* [TASK DETAILS]
Reproduce verbatim the stretch from "The saving of" through "Commander in Chief." in the passage on Welles and U.S. foreign policy.

Working persistently, learning patience and the wiles of politics from old Cordell Hull, who is rich in guile, Welles has carefully sketched in the background for the practical operation of the Hemisphere in a friendly alliance, unified of purpose. He admits that many of the problems seem insoluble today; he does not admit they will always be insoluble. Before him he has the example of Mr. Hull, who worked with single mind and infinite patience for 25 years to get his reciprocal-trade principle accepted by the world, saw it overthrown five years later by Adolf Hitler, yet has never for a moment thought of quitting.
South America today is a far different continent from even a year ago, when Hitler's agents regarded it as the world's softest touch. Within another year (estimates vary), the Hemisphere may be immunized against the Nazi infection. For this, Welles should get the major credit, but it is much more likely that he will merely appear, smiling wryly, in the background some day, while the President and others hang medals on one another for saving the Hemisphere.
The saving of the Far East is another matter. In the Orient the U.S. is not an unarmed nation; its naval muscles command from Japan a respect which Hitler does not grant the U.S. military muscles. Toward Japan Welles has had a clear policy of distrust. But again he has been an "appeaser," because he has consistently favored trading with Japan until the U.S. is ready for any consequences. Last week he had come to the bottom of the diplomatic barrel. There were almost no diplomatic moves left unmade. The problem of the Japanese would sooner or later be turned over to the Navy and its Commander in Chief.

* [PROVIDED DATA]
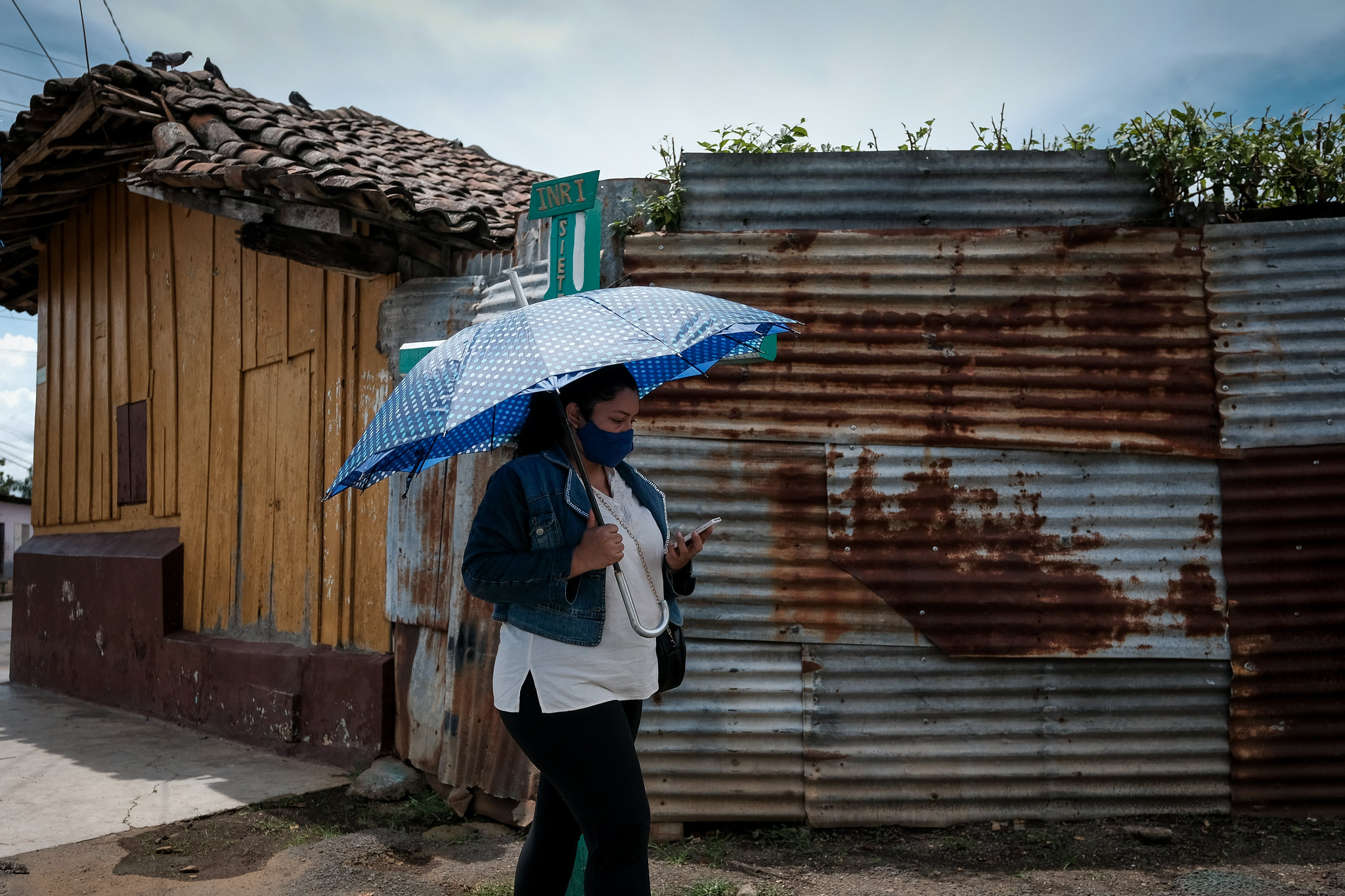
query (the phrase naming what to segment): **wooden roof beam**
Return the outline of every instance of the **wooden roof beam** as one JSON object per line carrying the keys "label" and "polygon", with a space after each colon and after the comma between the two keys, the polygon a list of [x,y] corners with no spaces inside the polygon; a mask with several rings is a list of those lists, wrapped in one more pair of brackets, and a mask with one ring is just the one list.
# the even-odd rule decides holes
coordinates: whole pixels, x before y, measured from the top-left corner
{"label": "wooden roof beam", "polygon": [[19,157],[9,163],[4,169],[4,176],[0,177],[0,189],[8,189],[23,176],[23,169],[27,165],[42,161],[51,152],[51,144],[62,137],[69,137],[70,134],[79,130],[93,110],[97,107],[97,102],[93,97],[93,87],[89,87],[79,98],[75,99],[74,105],[56,120],[56,124],[51,125],[44,134],[38,137],[36,142],[19,153]]}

* [RESPONSE AREA]
The saving of the Far East is another matter. In the Orient the U.S. is not an unarmed nation; its naval muscles command from Japan a respect which Hitler does not grant the U.S. military muscles. Toward Japan Welles has had a clear policy of distrust. But again he has been an "appeaser," because he has consistently favored trading with Japan until the U.S. is ready for any consequences. Last week he had come to the bottom of the diplomatic barrel. There were almost no diplomatic moves left unmade. The problem of the Japanese would sooner or later be turned over to the Navy and its Commander in Chief.